YOUR INSTRUCTIONS -
Please give every line of the listing below as a JSON list of strings, one string per line, leaving out any blank lines.

MATERIAL FOR THIS TASK -
— Begin —
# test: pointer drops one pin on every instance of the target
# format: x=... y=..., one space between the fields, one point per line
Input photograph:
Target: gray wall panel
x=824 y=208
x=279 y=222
— End —
EXERCISE RESPONSE -
[
  "# test: pointer drops one pin on every instance of the target",
  "# format: x=... y=..., one space between the fields, one point per line",
  "Input photograph:",
  "Target: gray wall panel",
  "x=824 y=208",
  "x=279 y=222"
]